(Point annotations for photos)
────────────────────────────────────────
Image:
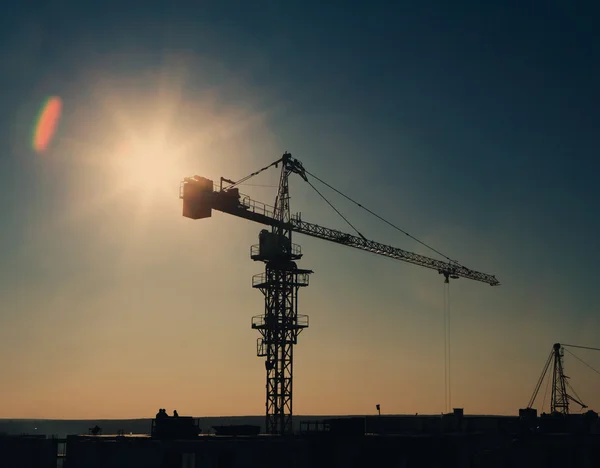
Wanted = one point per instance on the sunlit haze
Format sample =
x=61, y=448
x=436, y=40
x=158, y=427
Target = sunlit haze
x=113, y=305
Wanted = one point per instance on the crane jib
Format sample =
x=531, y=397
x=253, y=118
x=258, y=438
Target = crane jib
x=200, y=198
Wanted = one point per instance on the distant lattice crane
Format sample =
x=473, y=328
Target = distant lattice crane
x=281, y=324
x=560, y=398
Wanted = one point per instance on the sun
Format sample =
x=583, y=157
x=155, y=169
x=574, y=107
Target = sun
x=148, y=167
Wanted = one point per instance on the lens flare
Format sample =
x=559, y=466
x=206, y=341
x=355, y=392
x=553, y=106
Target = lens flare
x=47, y=123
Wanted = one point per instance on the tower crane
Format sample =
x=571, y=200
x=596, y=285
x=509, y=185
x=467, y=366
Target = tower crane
x=281, y=324
x=560, y=397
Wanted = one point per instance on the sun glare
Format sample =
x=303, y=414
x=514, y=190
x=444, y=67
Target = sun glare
x=148, y=167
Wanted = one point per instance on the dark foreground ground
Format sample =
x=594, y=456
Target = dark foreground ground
x=454, y=440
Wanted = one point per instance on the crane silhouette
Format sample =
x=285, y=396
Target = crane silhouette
x=281, y=324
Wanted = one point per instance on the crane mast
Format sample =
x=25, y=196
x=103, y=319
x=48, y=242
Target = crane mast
x=280, y=324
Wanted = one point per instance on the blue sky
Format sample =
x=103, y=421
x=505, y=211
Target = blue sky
x=471, y=126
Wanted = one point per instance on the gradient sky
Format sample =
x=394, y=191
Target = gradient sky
x=472, y=126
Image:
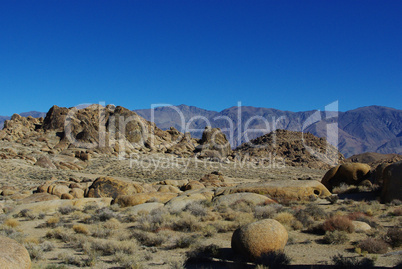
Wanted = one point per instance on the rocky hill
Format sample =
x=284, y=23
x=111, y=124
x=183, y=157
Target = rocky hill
x=35, y=114
x=67, y=138
x=291, y=148
x=366, y=129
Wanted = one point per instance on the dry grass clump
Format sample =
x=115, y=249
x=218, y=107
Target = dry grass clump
x=149, y=239
x=309, y=214
x=336, y=237
x=394, y=237
x=113, y=224
x=109, y=247
x=339, y=223
x=274, y=259
x=197, y=208
x=370, y=209
x=127, y=261
x=344, y=188
x=265, y=212
x=285, y=218
x=53, y=221
x=186, y=222
x=199, y=254
x=26, y=213
x=397, y=211
x=342, y=262
x=81, y=229
x=12, y=223
x=242, y=206
x=223, y=226
x=65, y=210
x=34, y=250
x=99, y=231
x=372, y=245
x=155, y=220
x=57, y=233
x=185, y=241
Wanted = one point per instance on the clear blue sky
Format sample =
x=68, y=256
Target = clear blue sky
x=291, y=55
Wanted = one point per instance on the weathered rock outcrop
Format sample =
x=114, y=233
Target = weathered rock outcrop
x=281, y=190
x=290, y=148
x=13, y=255
x=349, y=173
x=257, y=238
x=110, y=187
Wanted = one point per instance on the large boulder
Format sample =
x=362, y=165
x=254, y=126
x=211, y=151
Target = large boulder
x=281, y=190
x=257, y=238
x=251, y=198
x=45, y=162
x=13, y=255
x=392, y=183
x=214, y=144
x=52, y=206
x=349, y=173
x=110, y=187
x=141, y=198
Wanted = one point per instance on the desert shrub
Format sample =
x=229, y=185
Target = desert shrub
x=53, y=221
x=396, y=202
x=65, y=210
x=342, y=262
x=156, y=219
x=100, y=231
x=197, y=209
x=57, y=233
x=12, y=223
x=336, y=237
x=264, y=212
x=397, y=211
x=315, y=212
x=209, y=230
x=224, y=226
x=70, y=259
x=34, y=250
x=202, y=254
x=285, y=218
x=108, y=247
x=47, y=246
x=372, y=245
x=81, y=229
x=112, y=224
x=186, y=223
x=394, y=237
x=149, y=239
x=104, y=214
x=242, y=206
x=339, y=223
x=185, y=241
x=127, y=261
x=26, y=213
x=275, y=259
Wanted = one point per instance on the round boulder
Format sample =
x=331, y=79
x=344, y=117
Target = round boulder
x=13, y=254
x=257, y=238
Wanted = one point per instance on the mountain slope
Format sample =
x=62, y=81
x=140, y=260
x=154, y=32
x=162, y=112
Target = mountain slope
x=372, y=128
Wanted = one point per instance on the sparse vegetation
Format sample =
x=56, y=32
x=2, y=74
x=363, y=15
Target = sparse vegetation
x=373, y=245
x=339, y=223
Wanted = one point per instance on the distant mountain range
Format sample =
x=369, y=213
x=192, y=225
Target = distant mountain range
x=366, y=129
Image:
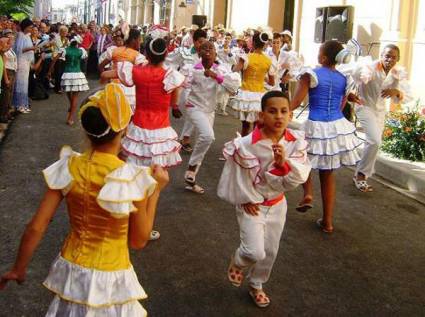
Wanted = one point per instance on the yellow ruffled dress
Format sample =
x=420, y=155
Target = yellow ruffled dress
x=93, y=275
x=247, y=103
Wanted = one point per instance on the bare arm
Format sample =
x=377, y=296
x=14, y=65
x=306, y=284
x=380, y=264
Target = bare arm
x=32, y=236
x=301, y=91
x=239, y=66
x=105, y=76
x=141, y=222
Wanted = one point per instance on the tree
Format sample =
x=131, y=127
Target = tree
x=8, y=7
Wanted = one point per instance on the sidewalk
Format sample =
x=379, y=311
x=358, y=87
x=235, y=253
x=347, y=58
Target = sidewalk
x=404, y=176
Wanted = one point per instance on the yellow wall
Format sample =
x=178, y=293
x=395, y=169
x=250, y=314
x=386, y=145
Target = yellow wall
x=276, y=9
x=401, y=22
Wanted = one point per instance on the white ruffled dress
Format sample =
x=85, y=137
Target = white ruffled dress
x=73, y=80
x=81, y=290
x=149, y=142
x=334, y=143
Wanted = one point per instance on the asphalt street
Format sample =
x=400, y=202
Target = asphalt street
x=372, y=265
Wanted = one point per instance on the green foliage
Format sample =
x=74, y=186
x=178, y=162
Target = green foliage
x=8, y=7
x=404, y=135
────────────────────────────────────────
• PROBLEM TO WORK ON
Reproduce the material word for word, minus the images.

• SOLUTION TO THIS EXERCISE
Image:
Wanted = one point per instance on the sunlit haze
Format sample =
x=61, y=448
x=436, y=40
x=158, y=427
Target = sunlit haze
x=113, y=305
Wanted = one point per instance on the crane jib
Format sample =
x=531, y=397
x=253, y=118
x=258, y=438
Target = crane jib
x=200, y=198
Wanted = one point per instance on the distant lattice crane
Format sample =
x=473, y=328
Target = distant lattice crane
x=281, y=324
x=560, y=398
Wanted = one point per instance on the sun
Format sample =
x=583, y=157
x=155, y=169
x=574, y=107
Target = sun
x=148, y=167
Wanted = one point per instance on the lens flare
Format sample =
x=559, y=466
x=206, y=341
x=355, y=392
x=553, y=106
Target = lens flare
x=47, y=123
Wanted = one point per instance on the tower crane
Format sample =
x=571, y=200
x=596, y=285
x=509, y=185
x=467, y=366
Target = tower crane
x=281, y=324
x=560, y=397
Wanted = one point per instance on the sun glare
Format sample =
x=303, y=414
x=514, y=190
x=444, y=67
Target = sun glare
x=148, y=167
Wanted = one point per instance on the dark foreground ground
Format sample =
x=594, y=456
Target = dark foreground ground
x=454, y=440
Wanted = one point per instance on the crane silhouette
Format sample =
x=285, y=396
Target = crane silhouette
x=281, y=324
Wanted = one point per instance on the crane mast
Format sample =
x=25, y=196
x=103, y=319
x=48, y=242
Target = crane mast
x=280, y=324
Wanted = one point per instance on the blue sky
Format sample =
x=103, y=421
x=505, y=211
Target = blue sky
x=471, y=126
Wanted = one point per instance on the gradient sky
Format sample =
x=394, y=191
Target = gradient sky
x=472, y=126
Image:
Wanted = one point per instance on the rocky hill
Format sample =
x=284, y=23
x=111, y=124
x=183, y=157
Target = rocky hill
x=35, y=114
x=67, y=138
x=291, y=148
x=366, y=129
Wanted = one point per instance on the dry grass clump
Format sample =
x=115, y=249
x=218, y=107
Target = dry grass clump
x=149, y=239
x=309, y=214
x=336, y=237
x=394, y=237
x=113, y=224
x=109, y=247
x=339, y=223
x=274, y=259
x=197, y=208
x=370, y=209
x=127, y=261
x=344, y=188
x=265, y=212
x=285, y=218
x=53, y=221
x=186, y=222
x=199, y=254
x=26, y=213
x=397, y=211
x=342, y=262
x=81, y=229
x=12, y=223
x=242, y=206
x=223, y=226
x=65, y=210
x=34, y=250
x=99, y=231
x=372, y=245
x=155, y=220
x=57, y=233
x=185, y=241
Wanted = one point per instance on the clear blue sky
Format sample =
x=68, y=256
Target = clear blue sky
x=291, y=55
Wanted = one point per instance on the weathered rock outcrop
Format sample =
x=114, y=233
Target = weathered rock outcrop
x=281, y=190
x=290, y=148
x=13, y=255
x=349, y=173
x=257, y=238
x=110, y=187
Wanted = one point per instance on the large boulder
Format sample =
x=362, y=165
x=254, y=126
x=211, y=151
Target = large boulder
x=281, y=190
x=257, y=238
x=251, y=198
x=45, y=162
x=13, y=255
x=392, y=183
x=214, y=144
x=52, y=206
x=349, y=173
x=110, y=187
x=141, y=198
Wanted = one point per instance on the desert shrub
Format sample =
x=229, y=185
Target = desert shrub
x=53, y=221
x=396, y=202
x=65, y=210
x=342, y=262
x=156, y=219
x=100, y=231
x=197, y=209
x=57, y=233
x=12, y=223
x=336, y=237
x=264, y=212
x=397, y=211
x=315, y=212
x=209, y=230
x=224, y=226
x=70, y=259
x=34, y=250
x=202, y=254
x=285, y=218
x=108, y=247
x=47, y=246
x=372, y=245
x=81, y=229
x=112, y=224
x=186, y=223
x=394, y=237
x=149, y=239
x=104, y=214
x=242, y=206
x=339, y=223
x=185, y=241
x=127, y=261
x=26, y=213
x=275, y=259
Wanted = one point per instance on the round boulder
Format sample =
x=331, y=79
x=344, y=117
Target = round boulder
x=13, y=254
x=257, y=238
Wanted = one point per instance on the mountain slope
Format sample =
x=62, y=81
x=140, y=260
x=154, y=32
x=162, y=112
Target = mountain slope
x=372, y=128
Wanted = one point per instance on the sparse vegetation
Format sample =
x=56, y=32
x=2, y=74
x=363, y=15
Target = sparse vegetation
x=373, y=245
x=339, y=223
Wanted = one point per instance on the distant mountain range
Format sample =
x=369, y=213
x=192, y=225
Target = distant mountain range
x=366, y=129
Image:
Wanted = one point per instance on the yellow ruffled dress
Format sample =
x=420, y=155
Target = yellow ruffled dress
x=93, y=275
x=247, y=103
Wanted = one point per instance on the bare arm
Format sample =
x=377, y=296
x=14, y=65
x=306, y=284
x=380, y=264
Target = bare arm
x=32, y=236
x=301, y=91
x=239, y=66
x=105, y=76
x=141, y=222
Wanted = one point per instance on the tree
Format sample =
x=131, y=127
Target = tree
x=8, y=7
Wanted = one point per instance on the sidewalk
Format sample =
x=379, y=311
x=358, y=87
x=235, y=253
x=347, y=58
Target = sidewalk
x=404, y=176
Wanted = one point per instance on the yellow wall
Format sample =
x=178, y=293
x=395, y=169
x=250, y=314
x=386, y=145
Target = yellow wall
x=276, y=9
x=401, y=22
Wanted = one point per instance on the white ruffled dress
Format sample =
x=85, y=137
Target = white ruffled dress
x=73, y=80
x=81, y=290
x=149, y=142
x=334, y=143
Wanted = one point per instance on the asphalt street
Format sample =
x=400, y=202
Target = asphalt street
x=372, y=265
Wanted = one point per instance on the green foliage
Format sample =
x=74, y=186
x=178, y=162
Target = green foliage
x=8, y=7
x=404, y=135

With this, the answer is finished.